(SOURCE PASSAGE):
◇ ◇ ◇

Repair install problem

M

Menno Hershberger

I'm trying to do a repair install of XP-Pro. Everything works fine - files
copied OK. Then it gets down to 27 minutes left and hangs (a half hour this
last time). If I shut it off, then it boots back into setup and starts back
at 39 minutes, installs devices, have to re-enter key, then down to 27
minutes again and it hangs again. I can use the same CD and do a fresh
installation on another drive without a hitch, so I'm thinking it's not the
CD. At this point, I can still read the drive as slave on another
computer. What might be hanging it up? It's a brand new Western Digital 120
gig drive. I originally used the WD Lifeguard tools to set it up, copying
all the files from his old drive. But it hung at the welcome screen. That's
why I'm trying to do a repair install on it in the first place. The old
drive still boots and works just fine.
 
M

Malke

Menno said:
I'm trying to do a repair install of XP-Pro. Everything works fine -
files copied OK. Then it gets down to 27 minutes left and hangs (a
half hour this last time). If I shut it off, then it boots back into
setup and starts back at 39 minutes, installs devices, have to
re-enter key, then down to 27
minutes again and it hangs again. I can use the same CD and do a
fresh installation on another drive without a hitch, so I'm thinking
it's not the
CD. At this point, I can still read the drive as slave on another
computer. What might be hanging it up? It's a brand new Western
Digital 120 gig drive. I originally used the WD Lifeguard tools to set
it up, copying all the files from his old drive. But it hung at the
welcome screen. That's why I'm trying to do a repair install on it in
the first place. The old drive still boots and works just fine.

◇ ◇ ◇

(GIVEN ENTRIES):
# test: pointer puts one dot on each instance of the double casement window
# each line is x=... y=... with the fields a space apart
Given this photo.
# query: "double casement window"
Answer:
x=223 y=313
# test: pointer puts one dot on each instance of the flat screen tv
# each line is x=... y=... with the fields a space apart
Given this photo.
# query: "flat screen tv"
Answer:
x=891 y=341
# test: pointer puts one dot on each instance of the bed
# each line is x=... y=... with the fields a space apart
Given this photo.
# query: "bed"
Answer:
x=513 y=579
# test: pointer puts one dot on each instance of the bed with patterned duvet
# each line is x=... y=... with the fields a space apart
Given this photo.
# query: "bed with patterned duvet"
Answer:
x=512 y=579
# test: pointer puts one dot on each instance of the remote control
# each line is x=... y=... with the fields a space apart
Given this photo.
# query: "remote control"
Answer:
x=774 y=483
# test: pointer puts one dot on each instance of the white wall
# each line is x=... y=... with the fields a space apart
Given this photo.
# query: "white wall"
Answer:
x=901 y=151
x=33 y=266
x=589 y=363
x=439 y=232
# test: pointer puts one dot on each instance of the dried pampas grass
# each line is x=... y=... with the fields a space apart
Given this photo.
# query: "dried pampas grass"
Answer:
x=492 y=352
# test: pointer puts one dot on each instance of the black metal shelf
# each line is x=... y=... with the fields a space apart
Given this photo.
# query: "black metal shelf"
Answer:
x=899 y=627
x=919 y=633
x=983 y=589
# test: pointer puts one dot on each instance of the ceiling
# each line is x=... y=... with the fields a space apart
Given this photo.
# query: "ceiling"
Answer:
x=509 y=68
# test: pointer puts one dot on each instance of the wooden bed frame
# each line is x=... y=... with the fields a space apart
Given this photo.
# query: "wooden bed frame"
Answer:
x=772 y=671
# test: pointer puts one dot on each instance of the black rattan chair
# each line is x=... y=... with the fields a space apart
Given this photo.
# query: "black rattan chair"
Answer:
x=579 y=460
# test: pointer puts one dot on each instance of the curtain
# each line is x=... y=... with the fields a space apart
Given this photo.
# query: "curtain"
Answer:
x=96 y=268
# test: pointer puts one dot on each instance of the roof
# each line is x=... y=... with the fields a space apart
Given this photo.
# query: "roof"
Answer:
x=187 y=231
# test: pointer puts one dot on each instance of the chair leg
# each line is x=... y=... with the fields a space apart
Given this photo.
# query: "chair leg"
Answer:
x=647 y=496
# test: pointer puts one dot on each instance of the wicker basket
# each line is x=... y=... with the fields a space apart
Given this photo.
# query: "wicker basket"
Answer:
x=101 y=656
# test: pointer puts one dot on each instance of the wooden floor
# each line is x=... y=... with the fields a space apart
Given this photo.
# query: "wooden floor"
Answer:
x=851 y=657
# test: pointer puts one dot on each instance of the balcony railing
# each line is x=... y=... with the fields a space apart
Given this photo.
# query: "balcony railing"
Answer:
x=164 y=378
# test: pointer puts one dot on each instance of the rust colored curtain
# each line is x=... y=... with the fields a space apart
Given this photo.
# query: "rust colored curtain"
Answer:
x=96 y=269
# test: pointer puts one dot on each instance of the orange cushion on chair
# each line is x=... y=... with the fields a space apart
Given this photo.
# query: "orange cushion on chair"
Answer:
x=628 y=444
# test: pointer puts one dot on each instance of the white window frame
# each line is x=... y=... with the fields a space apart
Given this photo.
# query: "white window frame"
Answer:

◇ ◇ ◇

Write the next part of the forum thread about the XP-Pro repair install that hangs at 27 minutes, picking up after its last line.

Probably the CD is fine. Even though the drive is brand new, run the
diagnostics on it from the Tools CD you got with the drive. If the
drive tests fine, test your RAM. There is a new version of Memtest86
from www.memtest.org. Make either a bootable cd (you will need to do
this on a machine with a working Internet connection and third-party
burning software to burn the .iso) or a bootable floppy. Boot with the
chosen media and let the test run for an extended period of time. If
the test shows errors, replace the RAM.

Malke
 
M

Menno Hershberger

Probably the CD is fine. Even though the drive is brand new, run the
diagnostics on it from the Tools CD you got with the drive. If the
drive tests fine, test your RAM. There is a new version of Memtest86
from www.memtest.org. Make either a bootable cd (you will need to do
this on a machine with a working Internet connection and third-party
burning software to burn the .iso) or a bootable floppy. Boot with the
chosen media and let the test run for an extended period of time. If
the test shows errors, replace the RAM.

I got it working before I caught your post. When I mirrored his drive
the first time I used a third drive with the WD software on it and just
used "copy partition". Second time around, I installed the WD software on
his old drive and used "install new drive". It copied the existing active
drive to the new one and it worked. I had been afraid it couldn't copy
that way since some of the files would be in use.